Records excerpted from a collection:
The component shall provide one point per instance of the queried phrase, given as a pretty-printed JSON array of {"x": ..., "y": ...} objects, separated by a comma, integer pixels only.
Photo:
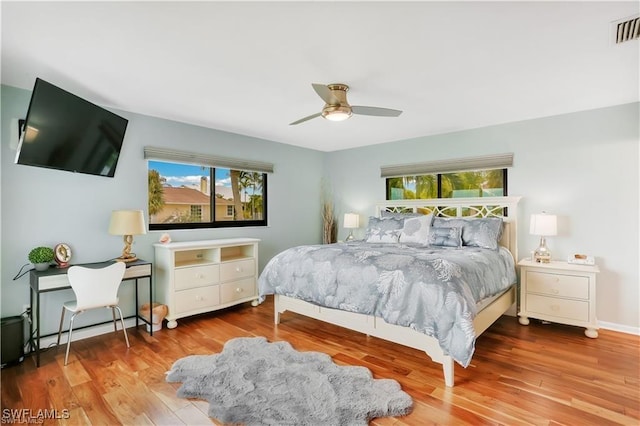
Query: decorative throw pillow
[
  {"x": 384, "y": 214},
  {"x": 446, "y": 236},
  {"x": 484, "y": 232},
  {"x": 416, "y": 229},
  {"x": 383, "y": 230}
]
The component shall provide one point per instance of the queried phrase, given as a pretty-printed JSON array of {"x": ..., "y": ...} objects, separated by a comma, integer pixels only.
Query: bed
[{"x": 429, "y": 274}]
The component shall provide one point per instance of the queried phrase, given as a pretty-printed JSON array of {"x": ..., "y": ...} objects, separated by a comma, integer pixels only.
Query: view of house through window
[
  {"x": 183, "y": 196},
  {"x": 480, "y": 183}
]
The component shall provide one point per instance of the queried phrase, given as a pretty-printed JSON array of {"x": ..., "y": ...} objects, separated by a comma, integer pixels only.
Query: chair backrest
[{"x": 96, "y": 287}]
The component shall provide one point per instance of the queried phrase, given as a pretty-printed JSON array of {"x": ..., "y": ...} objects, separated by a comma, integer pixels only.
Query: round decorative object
[{"x": 62, "y": 254}]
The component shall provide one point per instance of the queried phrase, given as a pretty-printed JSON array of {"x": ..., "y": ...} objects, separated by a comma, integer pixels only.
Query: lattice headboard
[{"x": 505, "y": 207}]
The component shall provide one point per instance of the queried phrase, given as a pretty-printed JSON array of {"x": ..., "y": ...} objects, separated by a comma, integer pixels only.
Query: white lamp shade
[
  {"x": 543, "y": 224},
  {"x": 127, "y": 222},
  {"x": 351, "y": 220}
]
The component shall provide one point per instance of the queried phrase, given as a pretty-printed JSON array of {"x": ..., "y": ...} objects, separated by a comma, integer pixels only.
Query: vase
[{"x": 41, "y": 266}]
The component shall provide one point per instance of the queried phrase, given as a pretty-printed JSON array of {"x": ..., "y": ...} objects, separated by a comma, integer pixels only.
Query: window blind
[
  {"x": 164, "y": 154},
  {"x": 495, "y": 161}
]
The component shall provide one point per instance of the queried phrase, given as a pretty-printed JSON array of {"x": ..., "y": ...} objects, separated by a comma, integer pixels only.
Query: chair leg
[
  {"x": 113, "y": 314},
  {"x": 60, "y": 329},
  {"x": 126, "y": 338},
  {"x": 66, "y": 355}
]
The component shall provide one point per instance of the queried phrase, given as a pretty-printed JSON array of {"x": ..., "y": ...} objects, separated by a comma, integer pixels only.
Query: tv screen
[{"x": 65, "y": 132}]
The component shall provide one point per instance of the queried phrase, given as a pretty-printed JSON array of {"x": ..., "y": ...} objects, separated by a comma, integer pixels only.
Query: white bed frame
[{"x": 377, "y": 327}]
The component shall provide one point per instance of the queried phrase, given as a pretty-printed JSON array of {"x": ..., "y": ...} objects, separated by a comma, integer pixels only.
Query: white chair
[{"x": 94, "y": 288}]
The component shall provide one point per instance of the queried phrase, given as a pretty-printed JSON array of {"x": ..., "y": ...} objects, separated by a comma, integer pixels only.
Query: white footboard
[{"x": 377, "y": 327}]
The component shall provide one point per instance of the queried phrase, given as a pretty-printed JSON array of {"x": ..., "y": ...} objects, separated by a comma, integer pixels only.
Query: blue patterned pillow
[
  {"x": 383, "y": 230},
  {"x": 416, "y": 229},
  {"x": 484, "y": 232},
  {"x": 446, "y": 236}
]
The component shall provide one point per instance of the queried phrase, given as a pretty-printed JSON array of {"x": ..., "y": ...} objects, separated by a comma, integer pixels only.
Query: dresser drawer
[
  {"x": 196, "y": 299},
  {"x": 237, "y": 290},
  {"x": 237, "y": 269},
  {"x": 576, "y": 310},
  {"x": 573, "y": 286},
  {"x": 196, "y": 276}
]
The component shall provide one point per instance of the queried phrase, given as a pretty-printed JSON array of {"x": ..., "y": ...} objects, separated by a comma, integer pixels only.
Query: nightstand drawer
[
  {"x": 573, "y": 286},
  {"x": 560, "y": 308},
  {"x": 197, "y": 276},
  {"x": 196, "y": 299}
]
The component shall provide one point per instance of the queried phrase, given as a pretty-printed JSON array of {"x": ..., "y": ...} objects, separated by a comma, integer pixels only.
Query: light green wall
[
  {"x": 581, "y": 166},
  {"x": 45, "y": 207}
]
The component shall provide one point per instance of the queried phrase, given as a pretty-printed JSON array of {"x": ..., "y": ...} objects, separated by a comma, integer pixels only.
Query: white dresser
[
  {"x": 559, "y": 292},
  {"x": 193, "y": 277}
]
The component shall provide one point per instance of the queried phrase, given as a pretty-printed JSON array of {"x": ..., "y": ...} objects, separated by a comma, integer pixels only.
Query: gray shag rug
[{"x": 254, "y": 382}]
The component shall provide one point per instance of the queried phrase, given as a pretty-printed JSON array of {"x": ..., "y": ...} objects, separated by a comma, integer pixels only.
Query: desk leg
[
  {"x": 150, "y": 307},
  {"x": 37, "y": 325},
  {"x": 137, "y": 306}
]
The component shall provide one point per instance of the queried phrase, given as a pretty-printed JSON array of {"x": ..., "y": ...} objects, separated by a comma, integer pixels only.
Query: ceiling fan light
[{"x": 337, "y": 115}]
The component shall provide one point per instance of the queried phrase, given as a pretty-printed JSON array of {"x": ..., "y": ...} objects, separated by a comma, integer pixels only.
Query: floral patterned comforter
[{"x": 433, "y": 290}]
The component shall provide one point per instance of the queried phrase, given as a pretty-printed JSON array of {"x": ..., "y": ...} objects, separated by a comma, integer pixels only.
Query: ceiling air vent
[{"x": 626, "y": 29}]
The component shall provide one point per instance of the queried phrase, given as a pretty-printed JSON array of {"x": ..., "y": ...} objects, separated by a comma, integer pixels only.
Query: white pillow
[{"x": 416, "y": 229}]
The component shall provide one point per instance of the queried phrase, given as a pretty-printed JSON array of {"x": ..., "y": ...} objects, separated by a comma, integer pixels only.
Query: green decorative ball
[{"x": 41, "y": 255}]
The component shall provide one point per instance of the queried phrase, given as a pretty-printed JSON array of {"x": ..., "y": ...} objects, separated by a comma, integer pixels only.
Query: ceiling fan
[{"x": 338, "y": 109}]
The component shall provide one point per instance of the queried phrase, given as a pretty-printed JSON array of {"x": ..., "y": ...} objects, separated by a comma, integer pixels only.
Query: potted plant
[{"x": 41, "y": 257}]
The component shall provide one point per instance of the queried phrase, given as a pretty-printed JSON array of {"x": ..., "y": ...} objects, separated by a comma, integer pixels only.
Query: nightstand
[{"x": 559, "y": 292}]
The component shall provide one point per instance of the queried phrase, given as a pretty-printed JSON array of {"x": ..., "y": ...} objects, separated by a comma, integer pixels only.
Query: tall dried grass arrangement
[{"x": 329, "y": 225}]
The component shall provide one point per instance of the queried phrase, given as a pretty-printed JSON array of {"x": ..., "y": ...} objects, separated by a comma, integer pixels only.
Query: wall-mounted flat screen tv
[{"x": 65, "y": 132}]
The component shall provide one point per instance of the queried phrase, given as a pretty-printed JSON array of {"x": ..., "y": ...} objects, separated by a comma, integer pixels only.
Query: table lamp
[
  {"x": 351, "y": 221},
  {"x": 127, "y": 223},
  {"x": 544, "y": 225}
]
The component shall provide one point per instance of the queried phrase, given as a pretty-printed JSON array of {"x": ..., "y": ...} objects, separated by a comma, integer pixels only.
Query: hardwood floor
[{"x": 542, "y": 374}]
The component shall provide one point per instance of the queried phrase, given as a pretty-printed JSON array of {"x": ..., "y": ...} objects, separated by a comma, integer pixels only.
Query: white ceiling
[{"x": 247, "y": 67}]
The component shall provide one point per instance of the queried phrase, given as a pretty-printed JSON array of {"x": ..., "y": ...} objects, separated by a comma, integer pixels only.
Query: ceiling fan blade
[
  {"x": 325, "y": 93},
  {"x": 380, "y": 112},
  {"x": 302, "y": 120}
]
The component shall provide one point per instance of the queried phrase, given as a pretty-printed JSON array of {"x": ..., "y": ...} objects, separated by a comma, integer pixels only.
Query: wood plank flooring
[{"x": 541, "y": 374}]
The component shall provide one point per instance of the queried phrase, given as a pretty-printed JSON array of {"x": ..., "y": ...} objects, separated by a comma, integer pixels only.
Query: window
[
  {"x": 187, "y": 196},
  {"x": 481, "y": 183},
  {"x": 196, "y": 213},
  {"x": 458, "y": 178}
]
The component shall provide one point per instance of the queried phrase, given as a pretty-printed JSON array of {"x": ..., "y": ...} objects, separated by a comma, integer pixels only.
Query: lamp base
[
  {"x": 542, "y": 258},
  {"x": 542, "y": 253},
  {"x": 132, "y": 258}
]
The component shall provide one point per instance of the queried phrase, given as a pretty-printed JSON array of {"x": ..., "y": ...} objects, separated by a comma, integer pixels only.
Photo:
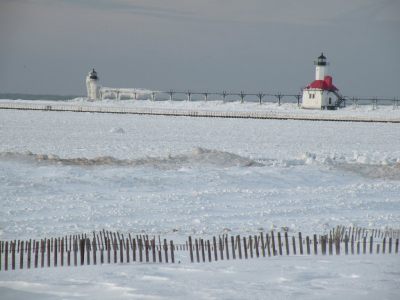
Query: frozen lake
[{"x": 77, "y": 172}]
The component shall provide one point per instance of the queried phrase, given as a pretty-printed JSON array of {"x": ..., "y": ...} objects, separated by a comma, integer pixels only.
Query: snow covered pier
[{"x": 259, "y": 114}]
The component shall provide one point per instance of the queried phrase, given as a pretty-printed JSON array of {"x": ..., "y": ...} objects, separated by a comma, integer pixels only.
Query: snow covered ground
[
  {"x": 382, "y": 112},
  {"x": 63, "y": 172}
]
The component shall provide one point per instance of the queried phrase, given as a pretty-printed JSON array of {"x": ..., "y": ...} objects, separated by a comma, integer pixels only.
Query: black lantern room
[
  {"x": 321, "y": 60},
  {"x": 93, "y": 75}
]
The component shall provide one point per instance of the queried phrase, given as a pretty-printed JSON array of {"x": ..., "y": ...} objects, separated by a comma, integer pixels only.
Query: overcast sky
[{"x": 48, "y": 46}]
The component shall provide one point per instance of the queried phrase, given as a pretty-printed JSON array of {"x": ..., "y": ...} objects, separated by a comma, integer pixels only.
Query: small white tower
[
  {"x": 320, "y": 67},
  {"x": 92, "y": 86},
  {"x": 321, "y": 93}
]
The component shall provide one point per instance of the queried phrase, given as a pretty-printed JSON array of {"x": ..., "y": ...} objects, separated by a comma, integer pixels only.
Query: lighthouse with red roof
[{"x": 321, "y": 93}]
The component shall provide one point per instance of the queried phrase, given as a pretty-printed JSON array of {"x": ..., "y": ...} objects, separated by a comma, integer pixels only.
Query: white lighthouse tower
[
  {"x": 321, "y": 93},
  {"x": 93, "y": 89}
]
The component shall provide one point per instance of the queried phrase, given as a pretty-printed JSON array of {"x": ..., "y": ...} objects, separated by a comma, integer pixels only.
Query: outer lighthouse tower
[
  {"x": 321, "y": 93},
  {"x": 320, "y": 67},
  {"x": 92, "y": 85}
]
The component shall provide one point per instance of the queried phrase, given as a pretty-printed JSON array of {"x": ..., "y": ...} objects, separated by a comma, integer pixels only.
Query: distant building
[
  {"x": 321, "y": 93},
  {"x": 93, "y": 89}
]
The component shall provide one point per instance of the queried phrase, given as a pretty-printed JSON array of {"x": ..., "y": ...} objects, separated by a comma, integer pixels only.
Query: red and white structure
[{"x": 321, "y": 93}]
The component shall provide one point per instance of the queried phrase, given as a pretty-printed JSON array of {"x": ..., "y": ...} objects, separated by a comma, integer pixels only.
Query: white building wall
[
  {"x": 312, "y": 98},
  {"x": 317, "y": 99},
  {"x": 320, "y": 72}
]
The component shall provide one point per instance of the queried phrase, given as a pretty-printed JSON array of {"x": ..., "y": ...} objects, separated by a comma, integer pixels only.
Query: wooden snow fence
[{"x": 107, "y": 247}]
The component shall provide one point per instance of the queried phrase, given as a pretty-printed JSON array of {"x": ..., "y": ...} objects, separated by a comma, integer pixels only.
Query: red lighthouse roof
[{"x": 325, "y": 84}]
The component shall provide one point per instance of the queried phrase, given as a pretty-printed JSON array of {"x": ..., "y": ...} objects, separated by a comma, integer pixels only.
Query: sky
[{"x": 48, "y": 46}]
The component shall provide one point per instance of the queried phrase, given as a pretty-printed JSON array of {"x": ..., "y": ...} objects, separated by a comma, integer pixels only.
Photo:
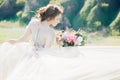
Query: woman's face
[{"x": 56, "y": 20}]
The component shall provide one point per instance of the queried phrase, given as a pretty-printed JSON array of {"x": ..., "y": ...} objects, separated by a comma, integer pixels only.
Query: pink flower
[{"x": 71, "y": 38}]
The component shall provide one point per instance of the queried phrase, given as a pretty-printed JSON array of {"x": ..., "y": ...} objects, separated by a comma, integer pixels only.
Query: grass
[{"x": 9, "y": 30}]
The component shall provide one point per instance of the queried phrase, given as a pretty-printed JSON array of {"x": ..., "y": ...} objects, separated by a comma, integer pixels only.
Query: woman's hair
[{"x": 49, "y": 12}]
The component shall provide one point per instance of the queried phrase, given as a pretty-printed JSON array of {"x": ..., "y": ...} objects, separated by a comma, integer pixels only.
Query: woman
[{"x": 39, "y": 62}]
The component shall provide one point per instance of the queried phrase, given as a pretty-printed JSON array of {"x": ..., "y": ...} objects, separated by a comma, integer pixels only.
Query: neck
[{"x": 49, "y": 23}]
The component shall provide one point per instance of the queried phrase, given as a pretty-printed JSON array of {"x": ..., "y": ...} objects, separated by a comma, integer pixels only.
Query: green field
[{"x": 10, "y": 30}]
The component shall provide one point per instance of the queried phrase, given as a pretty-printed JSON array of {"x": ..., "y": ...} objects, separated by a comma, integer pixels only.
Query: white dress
[{"x": 26, "y": 61}]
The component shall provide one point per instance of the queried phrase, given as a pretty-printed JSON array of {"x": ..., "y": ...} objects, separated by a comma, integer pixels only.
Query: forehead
[{"x": 59, "y": 16}]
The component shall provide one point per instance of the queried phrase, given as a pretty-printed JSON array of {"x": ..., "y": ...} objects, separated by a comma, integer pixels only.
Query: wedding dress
[{"x": 35, "y": 61}]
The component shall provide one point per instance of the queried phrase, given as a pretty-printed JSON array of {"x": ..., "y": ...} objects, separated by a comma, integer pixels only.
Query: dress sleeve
[{"x": 50, "y": 40}]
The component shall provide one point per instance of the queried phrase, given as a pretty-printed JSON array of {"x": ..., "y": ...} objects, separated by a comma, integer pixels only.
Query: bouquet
[{"x": 72, "y": 38}]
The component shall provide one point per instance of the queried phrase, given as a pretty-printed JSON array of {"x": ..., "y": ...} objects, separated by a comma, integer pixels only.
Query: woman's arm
[{"x": 22, "y": 38}]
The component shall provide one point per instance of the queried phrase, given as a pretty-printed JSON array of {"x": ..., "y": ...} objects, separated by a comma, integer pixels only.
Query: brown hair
[{"x": 49, "y": 12}]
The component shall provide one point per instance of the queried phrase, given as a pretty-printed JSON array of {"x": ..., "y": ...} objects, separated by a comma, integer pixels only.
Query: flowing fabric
[{"x": 26, "y": 61}]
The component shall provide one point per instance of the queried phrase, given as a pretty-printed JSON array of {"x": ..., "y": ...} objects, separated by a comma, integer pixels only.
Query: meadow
[{"x": 12, "y": 30}]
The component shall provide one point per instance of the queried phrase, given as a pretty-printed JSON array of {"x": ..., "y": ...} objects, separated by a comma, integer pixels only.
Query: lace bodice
[{"x": 42, "y": 34}]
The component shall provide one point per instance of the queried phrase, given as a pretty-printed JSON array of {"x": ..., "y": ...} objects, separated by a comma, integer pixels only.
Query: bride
[{"x": 38, "y": 60}]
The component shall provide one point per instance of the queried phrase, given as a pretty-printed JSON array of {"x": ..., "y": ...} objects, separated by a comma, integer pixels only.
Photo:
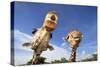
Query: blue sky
[{"x": 29, "y": 15}]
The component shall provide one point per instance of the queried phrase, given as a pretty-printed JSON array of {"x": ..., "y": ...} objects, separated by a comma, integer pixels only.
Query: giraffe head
[{"x": 74, "y": 38}]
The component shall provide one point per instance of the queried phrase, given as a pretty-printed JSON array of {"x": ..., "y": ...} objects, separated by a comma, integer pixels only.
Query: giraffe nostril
[{"x": 53, "y": 17}]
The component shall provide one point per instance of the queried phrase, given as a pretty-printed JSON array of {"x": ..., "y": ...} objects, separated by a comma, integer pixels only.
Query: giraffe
[{"x": 73, "y": 38}]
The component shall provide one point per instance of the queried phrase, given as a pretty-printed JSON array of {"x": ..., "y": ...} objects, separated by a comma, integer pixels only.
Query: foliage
[
  {"x": 93, "y": 58},
  {"x": 62, "y": 60}
]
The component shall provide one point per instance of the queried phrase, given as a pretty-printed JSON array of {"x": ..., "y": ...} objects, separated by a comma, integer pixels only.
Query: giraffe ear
[{"x": 67, "y": 37}]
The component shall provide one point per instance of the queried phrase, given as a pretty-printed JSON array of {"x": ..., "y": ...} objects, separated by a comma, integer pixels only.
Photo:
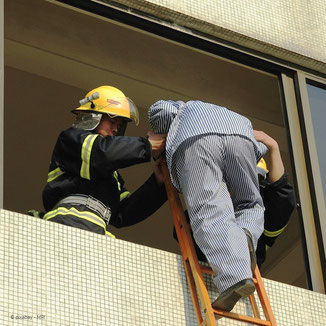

Problem description: Find every line in the data above that contains the word "woman" and copy those lines out. Case counts.

Task answer:
Query: woman's face
Query: woman's hair
Query: woman
Query: woman's arm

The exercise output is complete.